■ The task ■
Give the data again, word for word.

■ Exercise data ■

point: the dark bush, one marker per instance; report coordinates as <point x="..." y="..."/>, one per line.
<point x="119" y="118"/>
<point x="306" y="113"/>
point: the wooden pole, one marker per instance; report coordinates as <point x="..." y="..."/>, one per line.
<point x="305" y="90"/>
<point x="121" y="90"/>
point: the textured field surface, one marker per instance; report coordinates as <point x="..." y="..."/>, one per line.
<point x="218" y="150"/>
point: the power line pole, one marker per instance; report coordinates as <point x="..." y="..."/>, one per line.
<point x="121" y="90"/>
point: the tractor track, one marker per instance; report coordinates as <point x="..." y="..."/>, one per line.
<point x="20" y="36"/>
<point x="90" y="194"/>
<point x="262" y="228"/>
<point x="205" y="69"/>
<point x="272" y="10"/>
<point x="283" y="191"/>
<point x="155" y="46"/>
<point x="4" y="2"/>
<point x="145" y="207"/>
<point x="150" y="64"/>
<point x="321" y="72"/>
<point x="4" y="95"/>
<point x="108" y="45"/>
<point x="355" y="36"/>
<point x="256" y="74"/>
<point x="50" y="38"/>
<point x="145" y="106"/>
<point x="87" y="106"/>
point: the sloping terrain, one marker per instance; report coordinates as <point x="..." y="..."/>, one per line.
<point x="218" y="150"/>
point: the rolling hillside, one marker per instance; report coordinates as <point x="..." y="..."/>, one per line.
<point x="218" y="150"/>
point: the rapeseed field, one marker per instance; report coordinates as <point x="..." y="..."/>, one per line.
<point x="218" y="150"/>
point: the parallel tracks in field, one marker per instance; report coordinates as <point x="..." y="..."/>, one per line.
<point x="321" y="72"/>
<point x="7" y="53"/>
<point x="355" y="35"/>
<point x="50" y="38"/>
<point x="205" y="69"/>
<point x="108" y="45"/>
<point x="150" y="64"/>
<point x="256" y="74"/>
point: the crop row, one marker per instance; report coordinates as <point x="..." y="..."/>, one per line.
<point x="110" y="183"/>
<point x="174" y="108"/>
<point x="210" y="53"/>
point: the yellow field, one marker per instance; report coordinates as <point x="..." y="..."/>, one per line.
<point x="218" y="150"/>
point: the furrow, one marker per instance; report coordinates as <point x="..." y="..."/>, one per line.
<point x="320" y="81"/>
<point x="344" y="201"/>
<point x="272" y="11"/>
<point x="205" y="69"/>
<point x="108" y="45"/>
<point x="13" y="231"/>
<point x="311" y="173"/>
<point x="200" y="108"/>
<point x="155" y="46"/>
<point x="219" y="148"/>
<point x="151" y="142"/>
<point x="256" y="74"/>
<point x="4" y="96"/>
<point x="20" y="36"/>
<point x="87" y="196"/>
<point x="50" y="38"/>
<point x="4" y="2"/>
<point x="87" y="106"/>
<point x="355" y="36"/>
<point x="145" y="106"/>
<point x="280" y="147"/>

■ Output of the exercise ■
point: the dark bush, one marker per instance; report coordinates as <point x="..." y="..."/>, one per line.
<point x="119" y="118"/>
<point x="306" y="113"/>
point: the wooden pole, one marker per instance; report coordinates as <point x="..." y="..."/>, one per line.
<point x="305" y="90"/>
<point x="121" y="90"/>
point: the textured field surface, one marker per instance; report coordinates as <point x="..." y="..."/>, one per line.
<point x="218" y="150"/>
point: the power line pole, one marker per instance; report coordinates as <point x="..." y="..."/>, one per line.
<point x="121" y="90"/>
point: the tractor track, one marker per instance; report coordinates as <point x="..." y="..."/>, one per line.
<point x="20" y="36"/>
<point x="90" y="194"/>
<point x="262" y="228"/>
<point x="205" y="69"/>
<point x="272" y="10"/>
<point x="283" y="191"/>
<point x="155" y="46"/>
<point x="4" y="2"/>
<point x="145" y="207"/>
<point x="150" y="64"/>
<point x="321" y="72"/>
<point x="4" y="95"/>
<point x="108" y="45"/>
<point x="355" y="36"/>
<point x="256" y="74"/>
<point x="50" y="38"/>
<point x="145" y="106"/>
<point x="87" y="106"/>
point: the sloping terrain, one marker per instance; report coordinates as <point x="..." y="..."/>, one per line.
<point x="218" y="150"/>
point: the rolling hillside, one marker per instance; report coordinates as <point x="..." y="..."/>, one per line.
<point x="218" y="150"/>
point: the rapeseed field, one marker per instance; report coordinates as <point x="..." y="..."/>, one per line.
<point x="218" y="150"/>
point: the parallel tracks in field, one marker per instance; report coordinates as <point x="..." y="..."/>, one per line.
<point x="321" y="72"/>
<point x="7" y="53"/>
<point x="355" y="35"/>
<point x="50" y="38"/>
<point x="205" y="69"/>
<point x="108" y="45"/>
<point x="150" y="64"/>
<point x="256" y="74"/>
point: the crop row, one marker per instance; report coordinates as <point x="..." y="..."/>, one per line.
<point x="110" y="183"/>
<point x="174" y="108"/>
<point x="210" y="53"/>
point: the yellow field, one marker per instance; report coordinates as <point x="..." y="..."/>, one per line.
<point x="218" y="150"/>
point: the furrow, one marker per instance; report coordinates as <point x="..." y="..."/>, one per line.
<point x="320" y="81"/>
<point x="344" y="201"/>
<point x="272" y="11"/>
<point x="205" y="69"/>
<point x="108" y="45"/>
<point x="13" y="231"/>
<point x="311" y="173"/>
<point x="200" y="108"/>
<point x="155" y="46"/>
<point x="219" y="148"/>
<point x="151" y="142"/>
<point x="256" y="74"/>
<point x="4" y="96"/>
<point x="20" y="36"/>
<point x="87" y="196"/>
<point x="50" y="38"/>
<point x="4" y="2"/>
<point x="87" y="106"/>
<point x="355" y="36"/>
<point x="145" y="106"/>
<point x="280" y="147"/>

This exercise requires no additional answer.